Trecho do texto
══════════════════════════════

Estimado leitor, você provavelmente se lembrará da Maria de Fátima, personagem vivida pela atriz Glória Pires na novela Vale Tudo. Depois que seu avô morre, vende a pequena casa
Estimado leitor, você provavelmente se lembrará da Maria de Fátima, personagem vivida pela atriz Glória Pires na novela Vale Tudo. Depois que seu avô morre, vende a pequena casa onde morava com a mãe, Raquel, vivida por Regina Duarte, e parte para o Rio de Janeiro para tentar, a qualquer custo, subir na vida. Casar-se com um homem rico é uma das alternativas possíveis e Maria de Fátima não mediu esforços para conseguir o que quer.
Essa foi parte da trama da novela que a Rede Globo de Televisão exibiu entre maio de 1988 e janeiro de 1989, no horário das 21h. Outras duas personagens que ficaram muito famosas foram Odete Roitman, vivida por Beatriz Segall, que acabaria assassinada, e sua filha, a pintora Heleninha Roitman, vivida por Renata Sorrah.
A personagem de Glória Pires, Maria de Fátima, era a síntese de um Brasil que existia, mas queríamos que não existisse. Sórdida nas suas relações, ambiciosa e sem qualquer tipo de escrúpulo, ela passava por cima de qualquer preceito ético para conseguir vencer na vida. A identificação entre algumas pessoas, que querem vencer na vida de qualquer maneira, com as principais personagens da trama da novela foi imediata, e a novela, como não poderia deixar de ser, foi um tremendo sucesso. Víamos na ficção do folhetim a falta de senso moral da realidade.
Pois bem. Na semana que passou, vivemos mais um capítulo dessa triste novela. A diferença é que, desta vez, aconteceu na vida real. Assistimos, estarrecidos, ao piloto de Fórmula 1 Nelson Ângelo Piquet, filho do tricampeão da categoria Nelson Piquet, assumir, num documento oficial, ter simulado um acidente no GP de Cingapura de 2008 com o intuito de beneficiar seu companheiro de equipe, Fernando Alonso, que, à época, venceu a prova.

══════════════════════════════

Informações fornecidas
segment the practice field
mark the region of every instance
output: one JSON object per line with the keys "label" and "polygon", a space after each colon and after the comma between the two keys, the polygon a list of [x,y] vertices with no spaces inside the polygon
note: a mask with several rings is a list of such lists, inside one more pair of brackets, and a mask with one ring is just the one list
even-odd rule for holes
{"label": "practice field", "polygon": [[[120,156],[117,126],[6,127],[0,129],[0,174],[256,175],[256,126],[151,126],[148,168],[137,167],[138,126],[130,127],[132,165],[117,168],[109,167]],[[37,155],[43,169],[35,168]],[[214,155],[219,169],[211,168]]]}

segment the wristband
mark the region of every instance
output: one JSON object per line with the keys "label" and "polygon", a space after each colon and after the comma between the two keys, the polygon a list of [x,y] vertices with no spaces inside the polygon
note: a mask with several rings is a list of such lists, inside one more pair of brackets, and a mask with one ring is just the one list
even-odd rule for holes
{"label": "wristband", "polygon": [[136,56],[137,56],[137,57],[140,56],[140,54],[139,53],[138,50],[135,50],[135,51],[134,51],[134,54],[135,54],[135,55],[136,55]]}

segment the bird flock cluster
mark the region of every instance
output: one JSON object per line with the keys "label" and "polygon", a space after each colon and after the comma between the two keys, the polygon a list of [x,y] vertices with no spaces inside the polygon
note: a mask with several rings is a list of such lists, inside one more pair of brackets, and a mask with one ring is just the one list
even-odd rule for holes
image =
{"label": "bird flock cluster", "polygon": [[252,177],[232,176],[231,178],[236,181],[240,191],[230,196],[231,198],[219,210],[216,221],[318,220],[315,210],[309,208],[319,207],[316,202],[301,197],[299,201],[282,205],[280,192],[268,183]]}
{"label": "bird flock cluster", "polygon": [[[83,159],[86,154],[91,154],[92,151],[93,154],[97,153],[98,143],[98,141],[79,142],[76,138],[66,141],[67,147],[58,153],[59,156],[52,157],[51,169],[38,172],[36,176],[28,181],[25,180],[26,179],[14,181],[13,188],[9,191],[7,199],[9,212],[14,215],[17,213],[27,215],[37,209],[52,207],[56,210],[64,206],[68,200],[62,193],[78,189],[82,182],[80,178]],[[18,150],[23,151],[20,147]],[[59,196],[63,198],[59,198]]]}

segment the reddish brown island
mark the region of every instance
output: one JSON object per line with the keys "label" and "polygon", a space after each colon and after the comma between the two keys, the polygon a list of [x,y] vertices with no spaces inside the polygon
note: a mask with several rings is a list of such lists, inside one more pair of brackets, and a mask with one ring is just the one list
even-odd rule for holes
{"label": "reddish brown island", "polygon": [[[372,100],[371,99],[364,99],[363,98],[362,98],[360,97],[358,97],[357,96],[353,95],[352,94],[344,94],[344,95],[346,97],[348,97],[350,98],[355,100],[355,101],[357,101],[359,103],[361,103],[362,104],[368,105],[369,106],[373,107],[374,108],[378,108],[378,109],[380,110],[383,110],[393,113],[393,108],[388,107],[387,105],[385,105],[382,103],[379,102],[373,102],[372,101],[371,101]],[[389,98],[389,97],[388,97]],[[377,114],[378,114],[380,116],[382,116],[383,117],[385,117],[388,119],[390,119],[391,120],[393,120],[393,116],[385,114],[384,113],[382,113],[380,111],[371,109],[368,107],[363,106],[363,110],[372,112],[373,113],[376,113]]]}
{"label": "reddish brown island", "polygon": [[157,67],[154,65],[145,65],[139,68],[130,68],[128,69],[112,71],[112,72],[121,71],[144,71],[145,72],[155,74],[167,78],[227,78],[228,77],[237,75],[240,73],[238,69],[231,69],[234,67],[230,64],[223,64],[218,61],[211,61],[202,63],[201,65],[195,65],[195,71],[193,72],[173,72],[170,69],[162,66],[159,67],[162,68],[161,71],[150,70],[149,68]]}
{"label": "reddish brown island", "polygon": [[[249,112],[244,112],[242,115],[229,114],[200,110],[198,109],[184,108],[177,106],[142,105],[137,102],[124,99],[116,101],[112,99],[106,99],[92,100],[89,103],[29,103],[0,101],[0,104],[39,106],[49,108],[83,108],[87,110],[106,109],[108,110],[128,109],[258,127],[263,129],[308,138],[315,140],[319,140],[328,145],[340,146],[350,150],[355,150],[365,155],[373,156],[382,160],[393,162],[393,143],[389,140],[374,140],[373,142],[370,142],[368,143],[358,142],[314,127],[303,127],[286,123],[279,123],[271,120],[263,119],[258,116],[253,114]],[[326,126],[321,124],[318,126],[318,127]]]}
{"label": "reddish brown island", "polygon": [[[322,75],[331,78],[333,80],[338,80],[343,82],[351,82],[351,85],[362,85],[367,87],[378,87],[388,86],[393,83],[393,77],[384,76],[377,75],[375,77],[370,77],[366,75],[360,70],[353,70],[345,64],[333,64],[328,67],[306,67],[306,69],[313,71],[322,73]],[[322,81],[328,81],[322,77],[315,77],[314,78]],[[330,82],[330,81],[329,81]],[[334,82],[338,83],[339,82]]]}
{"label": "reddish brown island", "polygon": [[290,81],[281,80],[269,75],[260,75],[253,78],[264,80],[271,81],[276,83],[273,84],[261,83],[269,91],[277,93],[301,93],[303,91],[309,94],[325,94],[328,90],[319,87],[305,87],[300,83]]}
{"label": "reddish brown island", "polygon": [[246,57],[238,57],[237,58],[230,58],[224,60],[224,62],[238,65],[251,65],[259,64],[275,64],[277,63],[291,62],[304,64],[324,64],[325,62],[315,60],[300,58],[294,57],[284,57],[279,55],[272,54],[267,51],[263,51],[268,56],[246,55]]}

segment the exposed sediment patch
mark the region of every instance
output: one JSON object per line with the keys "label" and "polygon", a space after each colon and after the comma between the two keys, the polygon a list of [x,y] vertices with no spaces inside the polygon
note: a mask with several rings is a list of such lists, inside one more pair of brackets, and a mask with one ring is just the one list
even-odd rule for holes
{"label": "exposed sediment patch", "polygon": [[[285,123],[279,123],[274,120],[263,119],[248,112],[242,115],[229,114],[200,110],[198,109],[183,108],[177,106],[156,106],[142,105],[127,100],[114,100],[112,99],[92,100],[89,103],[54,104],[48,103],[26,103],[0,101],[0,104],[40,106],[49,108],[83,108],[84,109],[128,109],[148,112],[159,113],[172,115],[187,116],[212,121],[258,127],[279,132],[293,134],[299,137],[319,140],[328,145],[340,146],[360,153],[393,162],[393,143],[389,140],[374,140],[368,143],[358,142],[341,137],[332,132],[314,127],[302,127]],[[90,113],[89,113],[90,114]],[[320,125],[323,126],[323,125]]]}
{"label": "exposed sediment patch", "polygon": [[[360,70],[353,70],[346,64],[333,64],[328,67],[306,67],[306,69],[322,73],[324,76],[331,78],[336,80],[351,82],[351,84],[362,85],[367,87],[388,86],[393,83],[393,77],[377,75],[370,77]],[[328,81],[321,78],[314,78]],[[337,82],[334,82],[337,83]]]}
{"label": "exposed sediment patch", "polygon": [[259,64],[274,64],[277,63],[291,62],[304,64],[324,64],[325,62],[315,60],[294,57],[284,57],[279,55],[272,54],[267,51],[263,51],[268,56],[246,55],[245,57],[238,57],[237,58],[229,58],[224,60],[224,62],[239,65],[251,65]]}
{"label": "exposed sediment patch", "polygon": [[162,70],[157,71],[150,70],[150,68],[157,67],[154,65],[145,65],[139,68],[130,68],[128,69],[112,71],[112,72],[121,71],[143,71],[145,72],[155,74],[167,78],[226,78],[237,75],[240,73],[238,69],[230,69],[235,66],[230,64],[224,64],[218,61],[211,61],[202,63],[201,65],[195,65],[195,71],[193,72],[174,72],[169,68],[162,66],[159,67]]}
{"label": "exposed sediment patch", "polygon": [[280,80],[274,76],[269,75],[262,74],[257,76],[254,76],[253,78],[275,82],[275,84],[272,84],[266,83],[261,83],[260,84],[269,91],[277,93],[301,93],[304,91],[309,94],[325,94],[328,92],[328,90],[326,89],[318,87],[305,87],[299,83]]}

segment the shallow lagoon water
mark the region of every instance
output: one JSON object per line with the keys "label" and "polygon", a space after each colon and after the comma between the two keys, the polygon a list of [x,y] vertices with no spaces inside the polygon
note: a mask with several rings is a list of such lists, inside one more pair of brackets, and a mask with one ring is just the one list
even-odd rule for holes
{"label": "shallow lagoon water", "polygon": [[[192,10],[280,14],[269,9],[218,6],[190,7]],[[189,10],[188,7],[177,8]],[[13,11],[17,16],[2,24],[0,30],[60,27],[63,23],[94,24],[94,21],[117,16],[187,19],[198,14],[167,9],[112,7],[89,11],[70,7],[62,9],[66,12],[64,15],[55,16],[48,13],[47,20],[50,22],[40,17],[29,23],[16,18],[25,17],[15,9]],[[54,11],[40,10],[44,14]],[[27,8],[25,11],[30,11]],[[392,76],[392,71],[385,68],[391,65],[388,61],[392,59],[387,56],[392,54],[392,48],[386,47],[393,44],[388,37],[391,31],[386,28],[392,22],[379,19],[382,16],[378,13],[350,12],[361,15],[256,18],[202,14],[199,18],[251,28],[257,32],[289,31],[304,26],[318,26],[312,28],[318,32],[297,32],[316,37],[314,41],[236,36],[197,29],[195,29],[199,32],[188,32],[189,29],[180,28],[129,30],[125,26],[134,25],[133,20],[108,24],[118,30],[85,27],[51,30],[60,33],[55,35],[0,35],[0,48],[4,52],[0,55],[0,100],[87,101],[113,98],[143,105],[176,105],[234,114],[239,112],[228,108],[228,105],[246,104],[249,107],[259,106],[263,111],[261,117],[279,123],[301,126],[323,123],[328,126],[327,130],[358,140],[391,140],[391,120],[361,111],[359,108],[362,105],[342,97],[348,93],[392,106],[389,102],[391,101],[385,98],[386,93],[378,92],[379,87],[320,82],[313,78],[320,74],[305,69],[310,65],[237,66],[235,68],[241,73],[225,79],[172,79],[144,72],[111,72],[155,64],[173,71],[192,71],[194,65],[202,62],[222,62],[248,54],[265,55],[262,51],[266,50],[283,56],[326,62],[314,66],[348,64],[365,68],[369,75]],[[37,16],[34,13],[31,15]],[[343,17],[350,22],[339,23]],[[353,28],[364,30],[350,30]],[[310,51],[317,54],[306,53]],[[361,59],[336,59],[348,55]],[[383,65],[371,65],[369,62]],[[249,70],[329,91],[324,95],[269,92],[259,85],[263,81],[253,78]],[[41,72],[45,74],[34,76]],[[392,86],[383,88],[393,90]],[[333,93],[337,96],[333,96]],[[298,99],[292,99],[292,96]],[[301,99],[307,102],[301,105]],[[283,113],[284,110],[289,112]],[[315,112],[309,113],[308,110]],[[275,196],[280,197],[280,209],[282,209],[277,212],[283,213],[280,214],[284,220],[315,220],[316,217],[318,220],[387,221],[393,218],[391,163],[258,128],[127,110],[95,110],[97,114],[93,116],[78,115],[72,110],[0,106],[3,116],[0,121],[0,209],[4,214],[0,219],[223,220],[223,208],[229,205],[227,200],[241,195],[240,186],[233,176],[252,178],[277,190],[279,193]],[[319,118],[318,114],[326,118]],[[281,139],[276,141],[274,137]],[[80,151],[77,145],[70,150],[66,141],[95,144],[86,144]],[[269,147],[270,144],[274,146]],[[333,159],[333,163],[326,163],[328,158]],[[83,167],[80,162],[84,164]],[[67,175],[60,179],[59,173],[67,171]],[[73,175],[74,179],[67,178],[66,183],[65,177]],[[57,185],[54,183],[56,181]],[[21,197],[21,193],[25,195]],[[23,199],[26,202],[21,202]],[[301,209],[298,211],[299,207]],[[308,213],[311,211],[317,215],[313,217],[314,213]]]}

══════════════════════════════

Desafio 1
Segundo o texto sobre a novela Vale Tudo, em que período a Rede Globo exibiu a novela?
Desafio 2
Por favor, transcreva do texto sobre a novela Vale Tudo a passagem que vai de "Pois bem. Na" até "venceu a prova.".

Resposta correta 1
Entre maio de 1988 e janeiro de 1989.

Resposta correta 2
Pois bem. Na semana que passou, vivemos mais um capítulo dessa triste novela. A diferença é que, desta vez, aconteceu na vida real. Assistimos, estarrecidos, ao piloto de Fórmula 1 Nelson Ângelo Piquet, filho do tricampeão da categoria Nelson Piquet, assumir, num documento oficial, ter simulado um acidente no GP de Cingapura de 2008 com o intuito de beneficiar seu companheiro de equipe, Fernando Alonso, que, à época, venceu a prova.